BEGIN EXTRACTED MATERIAL
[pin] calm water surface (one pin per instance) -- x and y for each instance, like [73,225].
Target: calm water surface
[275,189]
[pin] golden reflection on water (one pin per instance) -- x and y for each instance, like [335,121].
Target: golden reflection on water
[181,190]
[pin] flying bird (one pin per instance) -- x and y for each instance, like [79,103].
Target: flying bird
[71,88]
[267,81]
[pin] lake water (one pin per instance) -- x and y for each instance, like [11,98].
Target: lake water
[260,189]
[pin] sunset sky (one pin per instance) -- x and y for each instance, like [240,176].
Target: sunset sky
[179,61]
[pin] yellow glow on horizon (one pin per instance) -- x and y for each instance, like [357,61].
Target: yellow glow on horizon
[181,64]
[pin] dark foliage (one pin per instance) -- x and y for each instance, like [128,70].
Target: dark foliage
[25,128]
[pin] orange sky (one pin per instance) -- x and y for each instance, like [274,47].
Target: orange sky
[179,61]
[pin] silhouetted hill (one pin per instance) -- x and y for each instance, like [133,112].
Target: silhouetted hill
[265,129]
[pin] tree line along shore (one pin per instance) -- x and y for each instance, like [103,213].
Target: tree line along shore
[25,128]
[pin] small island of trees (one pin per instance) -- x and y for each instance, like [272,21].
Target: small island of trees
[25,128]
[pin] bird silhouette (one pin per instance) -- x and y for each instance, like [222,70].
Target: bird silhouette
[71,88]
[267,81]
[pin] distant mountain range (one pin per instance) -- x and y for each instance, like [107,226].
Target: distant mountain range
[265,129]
END EXTRACTED MATERIAL
BEGIN EXTRACTED MATERIAL
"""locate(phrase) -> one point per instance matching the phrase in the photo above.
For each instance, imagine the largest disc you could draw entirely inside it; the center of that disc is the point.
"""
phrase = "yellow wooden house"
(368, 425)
END EXTRACTED MATERIAL
BEGIN EXTRACTED MATERIAL
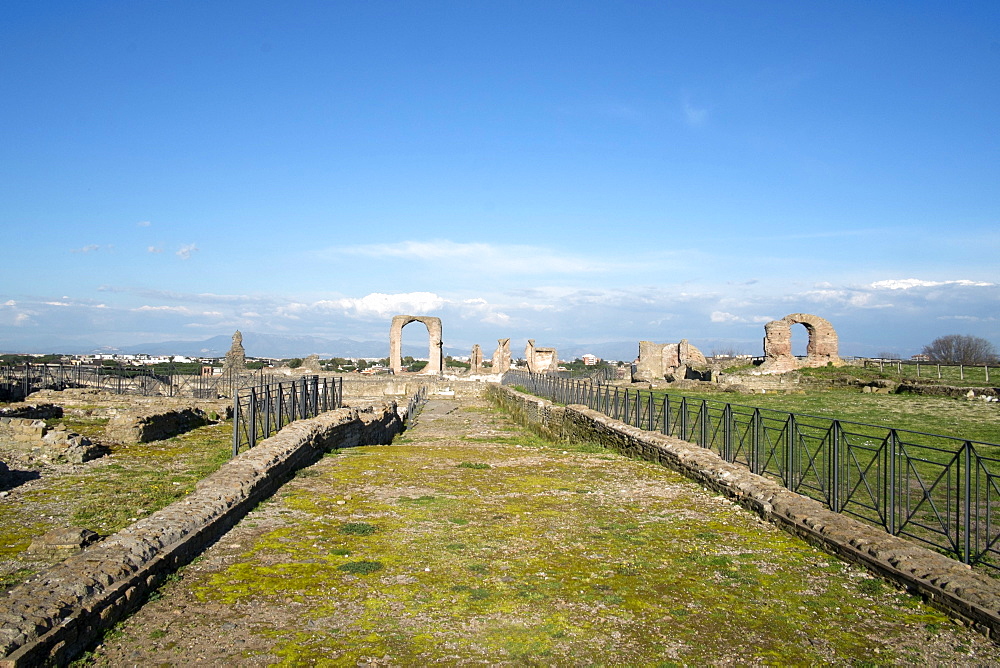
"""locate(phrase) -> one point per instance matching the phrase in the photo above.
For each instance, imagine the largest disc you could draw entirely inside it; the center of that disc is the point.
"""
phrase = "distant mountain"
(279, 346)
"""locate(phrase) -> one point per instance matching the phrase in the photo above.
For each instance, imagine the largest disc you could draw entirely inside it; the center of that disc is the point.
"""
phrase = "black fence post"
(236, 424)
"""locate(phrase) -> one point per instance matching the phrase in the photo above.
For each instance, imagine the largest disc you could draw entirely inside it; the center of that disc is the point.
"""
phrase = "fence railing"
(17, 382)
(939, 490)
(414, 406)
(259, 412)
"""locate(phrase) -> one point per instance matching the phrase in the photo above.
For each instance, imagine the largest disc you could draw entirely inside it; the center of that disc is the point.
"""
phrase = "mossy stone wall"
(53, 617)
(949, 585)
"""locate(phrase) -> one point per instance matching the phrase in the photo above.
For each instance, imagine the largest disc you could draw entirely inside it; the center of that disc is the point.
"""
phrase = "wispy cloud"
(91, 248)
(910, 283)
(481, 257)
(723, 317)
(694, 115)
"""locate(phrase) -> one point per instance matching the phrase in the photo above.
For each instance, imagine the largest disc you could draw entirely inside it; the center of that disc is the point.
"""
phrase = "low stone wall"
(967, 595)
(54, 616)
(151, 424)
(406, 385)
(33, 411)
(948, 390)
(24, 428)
END EXTRACTED MATERIAL
| PROBLEM |
Which lines in the material above contain the string "water"? Extract each of those lines in full. Case counts.

| RESULT FOR THIS TASK |
[pin] calm water surface (one pin per instance) -- x and y for each instance, like [73,225].
Target: calm water surface
[pin] golden reflection on water (one pin per instance) -- x and y for each instance, like [335,121].
Target: golden reflection on water
[pin] lake water (one pin per instance) -- x and y for each instance, like [11,98].
Target: lake water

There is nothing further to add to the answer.